### Task description
Reproduce every line of the data from its start through the line containing "314), (350, 314)]]", rescaling each coordinate in the outline answers by 0.6 and rounding to whole numbers, with halves rounded up. Leave all other lines unchanged, including the format samples.

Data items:
+-------+

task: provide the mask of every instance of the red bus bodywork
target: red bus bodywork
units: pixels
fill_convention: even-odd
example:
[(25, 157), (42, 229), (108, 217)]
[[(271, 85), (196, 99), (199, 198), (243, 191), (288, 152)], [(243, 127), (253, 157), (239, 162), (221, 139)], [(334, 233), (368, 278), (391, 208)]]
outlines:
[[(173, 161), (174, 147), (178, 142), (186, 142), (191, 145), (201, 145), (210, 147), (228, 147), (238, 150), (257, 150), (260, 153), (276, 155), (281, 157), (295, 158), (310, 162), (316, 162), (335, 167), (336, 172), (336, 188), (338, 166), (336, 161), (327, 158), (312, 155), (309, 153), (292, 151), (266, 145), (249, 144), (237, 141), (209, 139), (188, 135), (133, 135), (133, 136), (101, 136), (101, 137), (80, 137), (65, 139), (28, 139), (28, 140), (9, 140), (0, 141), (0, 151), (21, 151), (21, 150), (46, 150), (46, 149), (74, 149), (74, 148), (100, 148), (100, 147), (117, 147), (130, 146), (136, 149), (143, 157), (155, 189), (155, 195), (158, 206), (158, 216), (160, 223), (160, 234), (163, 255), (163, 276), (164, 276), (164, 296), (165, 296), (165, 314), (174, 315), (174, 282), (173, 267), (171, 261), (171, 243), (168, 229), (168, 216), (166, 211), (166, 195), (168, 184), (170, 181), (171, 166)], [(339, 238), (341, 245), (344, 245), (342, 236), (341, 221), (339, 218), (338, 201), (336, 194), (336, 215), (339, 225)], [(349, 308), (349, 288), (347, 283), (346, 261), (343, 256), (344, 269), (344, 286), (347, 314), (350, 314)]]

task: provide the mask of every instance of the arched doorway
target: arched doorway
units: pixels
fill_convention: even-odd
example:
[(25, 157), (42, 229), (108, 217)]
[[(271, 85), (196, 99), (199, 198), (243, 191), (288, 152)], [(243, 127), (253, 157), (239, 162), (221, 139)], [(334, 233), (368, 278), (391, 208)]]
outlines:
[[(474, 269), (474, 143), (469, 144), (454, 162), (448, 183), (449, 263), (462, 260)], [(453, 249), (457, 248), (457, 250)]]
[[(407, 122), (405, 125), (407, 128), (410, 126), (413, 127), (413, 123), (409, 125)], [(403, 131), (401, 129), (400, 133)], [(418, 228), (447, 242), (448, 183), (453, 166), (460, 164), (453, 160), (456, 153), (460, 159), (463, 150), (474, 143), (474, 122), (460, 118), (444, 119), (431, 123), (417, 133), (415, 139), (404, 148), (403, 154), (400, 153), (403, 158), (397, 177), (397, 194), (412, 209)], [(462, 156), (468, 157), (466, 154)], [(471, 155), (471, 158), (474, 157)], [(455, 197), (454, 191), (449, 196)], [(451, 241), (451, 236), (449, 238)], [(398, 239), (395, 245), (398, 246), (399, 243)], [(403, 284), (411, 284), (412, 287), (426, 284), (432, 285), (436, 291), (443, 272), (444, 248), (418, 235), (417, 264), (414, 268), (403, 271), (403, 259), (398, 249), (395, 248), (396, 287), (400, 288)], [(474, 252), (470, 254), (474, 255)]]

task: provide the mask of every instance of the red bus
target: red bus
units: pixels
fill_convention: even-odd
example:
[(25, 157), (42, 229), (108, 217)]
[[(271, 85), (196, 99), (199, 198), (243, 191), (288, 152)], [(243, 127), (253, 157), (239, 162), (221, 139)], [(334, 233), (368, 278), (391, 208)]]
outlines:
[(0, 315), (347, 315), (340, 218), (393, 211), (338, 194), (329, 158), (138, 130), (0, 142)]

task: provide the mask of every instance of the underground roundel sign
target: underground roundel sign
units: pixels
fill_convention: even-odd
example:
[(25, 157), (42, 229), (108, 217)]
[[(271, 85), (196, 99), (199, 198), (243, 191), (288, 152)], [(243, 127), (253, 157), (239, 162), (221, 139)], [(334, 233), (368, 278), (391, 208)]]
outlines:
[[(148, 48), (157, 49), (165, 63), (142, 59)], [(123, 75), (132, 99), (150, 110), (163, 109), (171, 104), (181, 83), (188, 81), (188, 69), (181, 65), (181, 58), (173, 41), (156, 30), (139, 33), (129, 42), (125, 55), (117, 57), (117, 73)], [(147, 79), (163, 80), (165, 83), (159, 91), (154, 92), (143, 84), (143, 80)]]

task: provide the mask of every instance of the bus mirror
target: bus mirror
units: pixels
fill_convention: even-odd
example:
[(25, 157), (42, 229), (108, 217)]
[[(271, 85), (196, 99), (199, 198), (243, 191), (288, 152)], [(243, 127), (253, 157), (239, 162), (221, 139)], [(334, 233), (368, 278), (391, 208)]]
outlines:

+-------+

### Exercise answer
task: provide the mask of every instance of the red bus bodywork
target: red bus bodywork
units: pixels
fill_convention: even-odd
example:
[(25, 157), (42, 229), (108, 217)]
[[(271, 85), (196, 99), (199, 198), (243, 191), (288, 152)], [(243, 127), (253, 157), (239, 162), (221, 139)], [(334, 233), (368, 278), (391, 208)]]
outlines:
[[(104, 97), (104, 88), (107, 85), (112, 85), (115, 87), (121, 87), (126, 88), (137, 88), (143, 90), (154, 90), (156, 92), (166, 93), (169, 94), (177, 95), (186, 97), (190, 97), (201, 100), (202, 103), (202, 113), (203, 100), (202, 97), (196, 95), (187, 93), (185, 92), (175, 91), (160, 87), (149, 86), (142, 85), (125, 83), (113, 81), (80, 81), (80, 82), (61, 82), (61, 82), (48, 82), (39, 83), (17, 83), (17, 84), (5, 84), (0, 85), (0, 91), (13, 91), (13, 90), (28, 90), (28, 89), (44, 89), (44, 89), (60, 89), (60, 88), (70, 88), (78, 88), (82, 89), (86, 94), (93, 113), (93, 117), (95, 124), (95, 130), (96, 134), (96, 140), (98, 153), (98, 166), (98, 166), (98, 178), (99, 178), (99, 188), (104, 189), (104, 169), (104, 160), (103, 157), (103, 146), (101, 137), (101, 130), (100, 127), (100, 117), (101, 110), (102, 109), (103, 100)], [(203, 143), (205, 147), (206, 147), (205, 142), (205, 133), (203, 131), (203, 121), (202, 116), (202, 129), (203, 135)], [(209, 185), (209, 173), (208, 170), (208, 157), (206, 154), (206, 161), (206, 172), (208, 188), (210, 188)]]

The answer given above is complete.